DATA SHOWN START

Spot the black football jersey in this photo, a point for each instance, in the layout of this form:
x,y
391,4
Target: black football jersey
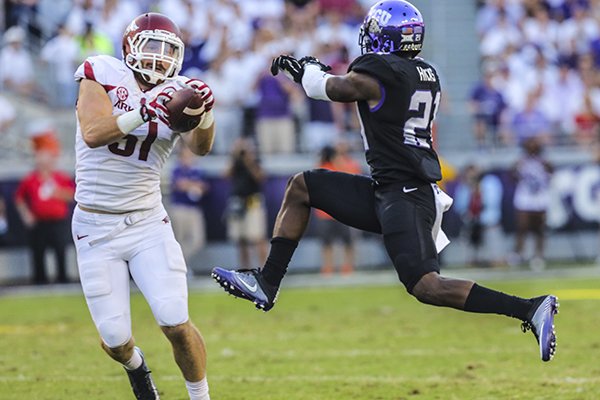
x,y
397,131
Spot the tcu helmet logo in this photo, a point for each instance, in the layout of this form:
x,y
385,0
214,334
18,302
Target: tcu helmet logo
x,y
382,16
122,95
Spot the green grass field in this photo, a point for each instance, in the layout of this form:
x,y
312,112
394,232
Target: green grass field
x,y
326,343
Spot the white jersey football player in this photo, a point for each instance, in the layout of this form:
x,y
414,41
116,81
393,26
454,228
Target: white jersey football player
x,y
120,226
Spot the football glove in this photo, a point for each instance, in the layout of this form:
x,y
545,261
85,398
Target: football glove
x,y
293,68
157,105
289,66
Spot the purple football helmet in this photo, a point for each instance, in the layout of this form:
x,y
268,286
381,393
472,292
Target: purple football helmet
x,y
392,26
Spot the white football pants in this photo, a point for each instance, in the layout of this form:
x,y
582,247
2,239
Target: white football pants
x,y
109,249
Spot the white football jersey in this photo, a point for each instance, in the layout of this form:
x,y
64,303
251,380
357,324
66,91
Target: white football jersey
x,y
125,175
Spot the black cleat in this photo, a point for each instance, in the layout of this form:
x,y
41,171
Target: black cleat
x,y
141,381
247,284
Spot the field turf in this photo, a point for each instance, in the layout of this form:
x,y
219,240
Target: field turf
x,y
362,343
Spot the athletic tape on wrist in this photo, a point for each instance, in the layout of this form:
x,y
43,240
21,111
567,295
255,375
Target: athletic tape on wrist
x,y
129,121
207,120
314,81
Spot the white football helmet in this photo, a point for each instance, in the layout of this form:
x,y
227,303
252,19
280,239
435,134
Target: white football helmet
x,y
152,47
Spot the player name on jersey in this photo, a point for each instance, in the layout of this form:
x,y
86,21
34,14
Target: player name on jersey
x,y
426,74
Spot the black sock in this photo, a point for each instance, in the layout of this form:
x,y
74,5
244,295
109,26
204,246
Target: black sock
x,y
280,255
484,300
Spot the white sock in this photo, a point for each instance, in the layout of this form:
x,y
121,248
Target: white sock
x,y
135,361
198,390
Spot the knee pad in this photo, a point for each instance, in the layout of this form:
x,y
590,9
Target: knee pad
x,y
115,331
171,311
410,269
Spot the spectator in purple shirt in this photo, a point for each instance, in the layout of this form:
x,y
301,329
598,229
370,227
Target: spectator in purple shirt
x,y
188,186
529,123
487,105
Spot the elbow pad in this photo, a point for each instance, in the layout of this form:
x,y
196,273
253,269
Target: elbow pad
x,y
314,81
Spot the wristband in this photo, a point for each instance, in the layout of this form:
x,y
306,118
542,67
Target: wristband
x,y
207,120
129,121
314,81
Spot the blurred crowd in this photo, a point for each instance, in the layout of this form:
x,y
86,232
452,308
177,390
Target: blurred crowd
x,y
539,68
229,44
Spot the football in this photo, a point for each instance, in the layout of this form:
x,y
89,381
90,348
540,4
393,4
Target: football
x,y
185,110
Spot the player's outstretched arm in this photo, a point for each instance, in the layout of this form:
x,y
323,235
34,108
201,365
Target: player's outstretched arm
x,y
200,140
320,85
98,126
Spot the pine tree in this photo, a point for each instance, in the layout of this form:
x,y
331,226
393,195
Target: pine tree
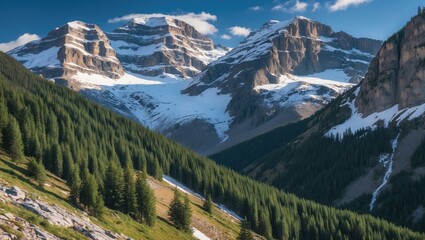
x,y
89,195
175,212
145,200
114,186
208,206
37,171
130,196
264,226
187,214
56,159
75,186
245,233
14,143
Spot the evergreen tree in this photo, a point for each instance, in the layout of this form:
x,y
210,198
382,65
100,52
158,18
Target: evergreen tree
x,y
245,233
89,195
14,142
75,186
114,186
130,196
145,200
177,210
56,159
208,206
187,214
37,171
264,226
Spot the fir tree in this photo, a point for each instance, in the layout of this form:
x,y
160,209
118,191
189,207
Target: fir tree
x,y
208,206
130,196
180,211
14,143
75,186
187,214
114,186
145,200
245,233
89,195
37,171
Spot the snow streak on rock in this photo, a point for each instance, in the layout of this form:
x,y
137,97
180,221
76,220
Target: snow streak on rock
x,y
387,160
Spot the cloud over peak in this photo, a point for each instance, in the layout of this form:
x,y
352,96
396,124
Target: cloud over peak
x,y
200,21
344,4
22,40
239,31
291,7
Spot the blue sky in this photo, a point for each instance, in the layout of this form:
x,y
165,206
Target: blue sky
x,y
362,18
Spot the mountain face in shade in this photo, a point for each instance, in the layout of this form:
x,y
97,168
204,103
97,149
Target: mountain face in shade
x,y
366,149
260,72
396,75
172,79
76,47
154,46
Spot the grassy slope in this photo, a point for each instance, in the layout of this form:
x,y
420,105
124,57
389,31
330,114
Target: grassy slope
x,y
218,226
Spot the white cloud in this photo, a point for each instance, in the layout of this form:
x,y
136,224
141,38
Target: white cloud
x,y
316,6
200,21
22,40
295,8
256,8
240,31
344,4
225,37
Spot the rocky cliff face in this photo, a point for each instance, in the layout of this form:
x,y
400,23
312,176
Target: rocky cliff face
x,y
301,47
397,73
154,46
76,47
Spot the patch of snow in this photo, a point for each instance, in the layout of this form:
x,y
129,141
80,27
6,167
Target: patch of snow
x,y
350,52
357,121
337,75
124,48
180,186
293,90
187,190
385,159
326,39
199,235
163,94
47,58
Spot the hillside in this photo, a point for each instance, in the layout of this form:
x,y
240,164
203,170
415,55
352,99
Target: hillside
x,y
365,149
55,194
94,139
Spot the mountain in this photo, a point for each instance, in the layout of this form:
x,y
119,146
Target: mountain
x,y
284,72
99,143
365,150
176,80
68,50
153,46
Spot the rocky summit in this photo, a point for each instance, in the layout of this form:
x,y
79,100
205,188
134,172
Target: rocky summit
x,y
73,48
259,73
153,46
171,78
396,74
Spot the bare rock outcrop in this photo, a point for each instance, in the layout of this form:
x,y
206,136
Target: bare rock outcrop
x,y
76,47
397,74
154,46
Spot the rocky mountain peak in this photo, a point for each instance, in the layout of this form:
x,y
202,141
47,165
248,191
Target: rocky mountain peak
x,y
75,47
155,46
396,75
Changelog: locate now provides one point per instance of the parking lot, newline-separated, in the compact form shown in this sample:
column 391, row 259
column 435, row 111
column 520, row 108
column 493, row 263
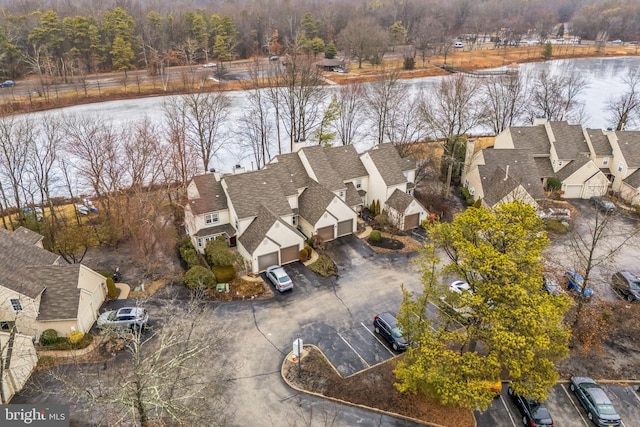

DATA SHOWN END

PROBLEM REQUIREMENTS:
The records must appear again word for word, though none of their pictures should.

ANSWER FOR THIS EXERCISE:
Spot the black football jersey in this photo, a point for each instance, in the layout of this form:
x,y
391,4
Target: black football jersey
x,y
397,131
Spot the tcu helmet logo in this photo, a point for each instance, in the layout of this form:
x,y
385,0
214,334
18,302
Target: tcu helmet logo
x,y
382,16
122,95
Spot the green grass field in this photo, a point for each instance, in the layout of this form:
x,y
312,112
394,232
Target: green grass field
x,y
326,343
Spot the white jersey football player in this photo, a point for each instance, in the layout of this form:
x,y
414,41
116,81
393,26
454,228
Target: white jersey football player
x,y
120,226
Spot the football glove in this photo, a point for each instance, in the layout of this form:
x,y
545,261
85,398
Target: football glove
x,y
293,68
157,105
289,66
Spot the purple football helmet in this photo, a point for each instance, in the layout of this form:
x,y
268,286
381,393
472,292
Target: purple football helmet
x,y
392,26
Spot the white football pants in this photo, a point for each instance, in the layout of this form:
x,y
582,247
2,239
Target: white football pants
x,y
109,249
Spot the white football jersey in this photo, a point for each instance, in the layout of this form:
x,y
64,303
251,380
357,324
66,91
Target: white football jersey
x,y
125,175
Spot the black cleat in this photo, a point for each instance, in the layout of this form:
x,y
41,171
Target: black cleat
x,y
141,381
247,284
Spot the field turf in this photo, a point for each instance, in the layout of this form:
x,y
219,240
Target: field turf
x,y
362,343
Spot the athletic tape on wrist in this photo, a point for each instance, in the layout of this form:
x,y
43,240
21,111
567,295
255,375
Target: athletic tape on wrist
x,y
129,121
207,120
314,81
Spot the white football helmet in this photo, a point for each instance, in the layout of this form:
x,y
227,303
252,19
280,239
435,134
Target: white football helmet
x,y
152,47
Spot the player name on jersey in this photo, a point for each instance, in the layout of this form:
x,y
86,21
34,14
Target: player name on jersey
x,y
426,74
Spot the black sock in this photo, a point for each instance, in the layout of this form:
x,y
74,5
244,295
109,26
204,246
Target: black sock
x,y
280,255
484,300
Spot the white sock in this photo, a point for each instance, in the layout of this form:
x,y
121,248
Target: white sock
x,y
135,361
198,390
Spot the knee pad in this photo, a point for each instance, in the layout of this form:
x,y
590,9
Target: knee pad
x,y
115,331
171,311
410,269
Spot the spectator in purple shirt in this photo, a point for each instance, in the layout of this form:
x,y
301,329
598,229
370,227
Target: spectator in purple shirt
x,y
188,186
529,123
487,105
Spot the elbow pad in this photo, a point for each instance, in the layout of this form:
x,y
196,273
253,269
Target: elbow pad
x,y
314,81
Spot the wristband in this photo, a point for each instance, in the layout of this form:
x,y
306,118
542,67
Target: wristband
x,y
207,120
129,121
314,81
Spot the blurred crowd in this photo, a point for each instance, in the layout of this form:
x,y
86,232
452,308
177,390
Target: blurred crowd
x,y
539,68
229,44
Spot the football in this photo, a point for each instance, in the layout of this form:
x,y
89,381
90,348
540,4
393,4
Target: football
x,y
185,110
Spot the player's outstretched arm in this photo, a point for each instance, in the layout of this form:
x,y
323,235
34,108
201,365
Target: player's outstretched arm
x,y
200,140
320,85
98,126
Spot the pine tree in this photo, a point for each instance, in the layout of this form:
x,y
331,226
393,195
Target: pine tree
x,y
89,195
175,212
145,200
114,186
208,206
37,171
130,196
264,226
187,214
56,159
75,186
245,233
14,143
Spot the evergreen tree in this photo, a point for each instance, in the layout of this form:
x,y
210,198
382,65
100,52
158,18
Target: evergreen tree
x,y
245,233
89,195
14,142
75,186
114,186
130,196
145,200
177,210
56,159
208,206
187,214
37,171
264,226
Spot the fir tree in this photo, a point for each instance, in the layout of this form:
x,y
160,209
118,191
189,207
Target: fir tree
x,y
208,206
130,196
180,211
14,143
75,186
187,214
114,186
145,200
245,233
89,195
37,171
Spot the snow streak on rock in this photo, a point for each instance, in the layout of this form:
x,y
137,97
180,221
76,220
Target: snow streak on rock
x,y
387,160
Spot the cloud over peak in this photo, a point for each instance, in the layout of this form:
x,y
352,96
396,124
Target: cloud over peak
x,y
200,21
344,4
22,40
239,31
291,7
Spot the blue sky in this photo, a point for each instance, in the layout of this form:
x,y
165,206
Target: blue sky
x,y
362,18
Spot the mountain face in shade in this photo, a point for each instance, in the layout of this form:
x,y
97,168
204,103
97,149
Target: mountain face in shade
x,y
366,149
260,72
396,75
172,79
76,47
154,46
Spot the grassy slope in this photo, a point for each instance, in the layout of this form:
x,y
420,105
124,57
389,31
330,114
Target: grassy slope
x,y
218,226
Spot the white cloud in this photo, a point for each instance, in the layout of this form:
x,y
136,224
141,38
Target: white cloud
x,y
316,6
200,21
22,40
295,8
256,8
240,31
344,4
225,37
Spot the rocky cliff face in this photo, a point for each instance, in the layout of this form:
x,y
400,23
312,176
Target: rocky cliff face
x,y
301,47
397,73
154,46
76,47
Spot the patch of snow in this photo, a point for each instance, in the layout of this form:
x,y
129,141
80,27
6,167
Target: patch of snow
x,y
350,52
357,121
337,75
124,48
180,186
293,90
187,190
385,159
326,39
199,235
163,94
47,58
Spot the hillside in this photo, a point for each instance, in the layout of this form:
x,y
240,164
203,170
415,55
352,99
Target: hillside
x,y
365,149
55,194
94,139
Spot the mountain in this photo, a point for each instance, in the layout of this form:
x,y
119,146
Target: mountain
x,y
284,72
99,143
365,150
176,80
68,50
153,46
Spot the rocky summit in this photo, a point for each instance, in the layout of this form:
x,y
79,100
205,188
134,172
Target: rocky summit
x,y
73,48
259,73
153,46
171,78
396,74
Spot the bare rock outcrop in this photo, a point for each instance, in the layout of this form:
x,y
206,136
Target: bare rock outcrop
x,y
76,47
397,74
154,46
Spot the rocky mountain peak in this photo, a point for each instance, in the layout of this form:
x,y
202,141
47,165
248,191
Target: rocky mountain peak
x,y
75,47
155,46
396,75
Changelog: locate now provides one point per instance of the parking lot, newline-separated, in the compact form shown in this sample:
column 391, row 259
column 435, row 111
column 520, row 108
column 493, row 263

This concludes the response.